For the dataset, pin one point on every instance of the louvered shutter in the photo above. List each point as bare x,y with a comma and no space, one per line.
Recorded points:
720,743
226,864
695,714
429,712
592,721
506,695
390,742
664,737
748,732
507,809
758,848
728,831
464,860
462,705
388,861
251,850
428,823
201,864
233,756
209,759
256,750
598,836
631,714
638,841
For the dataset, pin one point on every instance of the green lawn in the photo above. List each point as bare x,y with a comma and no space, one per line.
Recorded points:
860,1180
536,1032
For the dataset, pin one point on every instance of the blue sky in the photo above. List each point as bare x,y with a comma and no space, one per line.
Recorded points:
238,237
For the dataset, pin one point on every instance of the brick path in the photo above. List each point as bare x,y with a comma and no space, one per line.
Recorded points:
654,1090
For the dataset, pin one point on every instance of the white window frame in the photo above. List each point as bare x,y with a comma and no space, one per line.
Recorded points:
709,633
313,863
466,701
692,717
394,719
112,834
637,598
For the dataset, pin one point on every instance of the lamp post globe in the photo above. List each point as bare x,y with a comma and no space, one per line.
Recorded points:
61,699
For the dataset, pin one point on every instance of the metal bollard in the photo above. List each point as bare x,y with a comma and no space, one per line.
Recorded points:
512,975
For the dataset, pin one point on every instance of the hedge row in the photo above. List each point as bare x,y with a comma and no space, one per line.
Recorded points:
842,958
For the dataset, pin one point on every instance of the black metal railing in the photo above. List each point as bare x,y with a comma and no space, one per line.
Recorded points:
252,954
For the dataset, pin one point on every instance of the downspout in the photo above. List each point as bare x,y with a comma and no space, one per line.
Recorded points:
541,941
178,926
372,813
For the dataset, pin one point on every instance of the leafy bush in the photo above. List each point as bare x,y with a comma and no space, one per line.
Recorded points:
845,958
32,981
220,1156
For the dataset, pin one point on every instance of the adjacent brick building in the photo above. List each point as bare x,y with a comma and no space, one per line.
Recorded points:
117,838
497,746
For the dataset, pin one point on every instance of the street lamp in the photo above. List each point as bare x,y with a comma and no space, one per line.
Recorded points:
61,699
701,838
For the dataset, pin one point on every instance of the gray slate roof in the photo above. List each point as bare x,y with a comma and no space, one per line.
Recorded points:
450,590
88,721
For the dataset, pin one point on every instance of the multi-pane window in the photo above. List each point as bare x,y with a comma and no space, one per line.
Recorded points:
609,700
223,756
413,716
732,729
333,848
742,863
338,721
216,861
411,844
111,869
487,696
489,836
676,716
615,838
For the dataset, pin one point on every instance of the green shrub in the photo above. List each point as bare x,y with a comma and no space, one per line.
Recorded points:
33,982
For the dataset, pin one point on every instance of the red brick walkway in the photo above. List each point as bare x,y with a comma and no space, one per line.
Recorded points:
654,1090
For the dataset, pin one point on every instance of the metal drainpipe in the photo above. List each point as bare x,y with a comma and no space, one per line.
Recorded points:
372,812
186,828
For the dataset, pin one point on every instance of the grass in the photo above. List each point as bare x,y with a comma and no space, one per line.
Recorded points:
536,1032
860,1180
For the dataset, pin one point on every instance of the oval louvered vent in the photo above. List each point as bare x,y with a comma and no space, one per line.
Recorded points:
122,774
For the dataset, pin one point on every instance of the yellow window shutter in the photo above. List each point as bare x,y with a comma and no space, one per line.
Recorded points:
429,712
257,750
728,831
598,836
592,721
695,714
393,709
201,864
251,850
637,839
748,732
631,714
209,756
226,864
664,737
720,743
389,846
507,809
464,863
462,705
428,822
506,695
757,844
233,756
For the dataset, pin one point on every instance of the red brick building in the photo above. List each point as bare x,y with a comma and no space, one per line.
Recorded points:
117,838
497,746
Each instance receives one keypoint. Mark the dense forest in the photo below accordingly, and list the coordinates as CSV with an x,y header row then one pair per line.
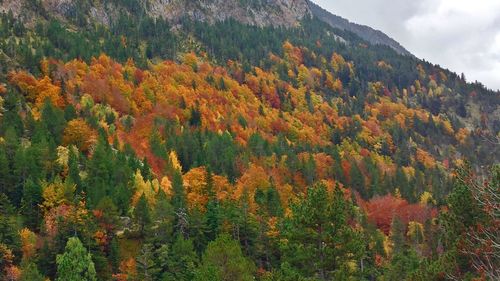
x,y
146,151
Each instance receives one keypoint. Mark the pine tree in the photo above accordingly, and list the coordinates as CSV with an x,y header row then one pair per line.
x,y
30,204
180,262
320,242
223,260
142,215
30,273
75,263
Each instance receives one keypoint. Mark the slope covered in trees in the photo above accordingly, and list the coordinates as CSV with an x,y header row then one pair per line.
x,y
136,151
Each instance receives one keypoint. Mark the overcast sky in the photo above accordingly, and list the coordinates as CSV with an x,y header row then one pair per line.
x,y
461,35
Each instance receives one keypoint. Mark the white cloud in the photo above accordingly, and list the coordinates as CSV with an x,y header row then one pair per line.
x,y
461,35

- What the task requires -
From the material above, please return each line containing "lamp".

- Problem solution -
For the dataset, pin one point on every instance of the lamp post globe in the photo above. List each point as bare x,y with a comma and no space, one per line.
For the dataset, pin one point on every instance of the street lamp in the photo above. List each point as bare x,y with a comma and no space, one per line.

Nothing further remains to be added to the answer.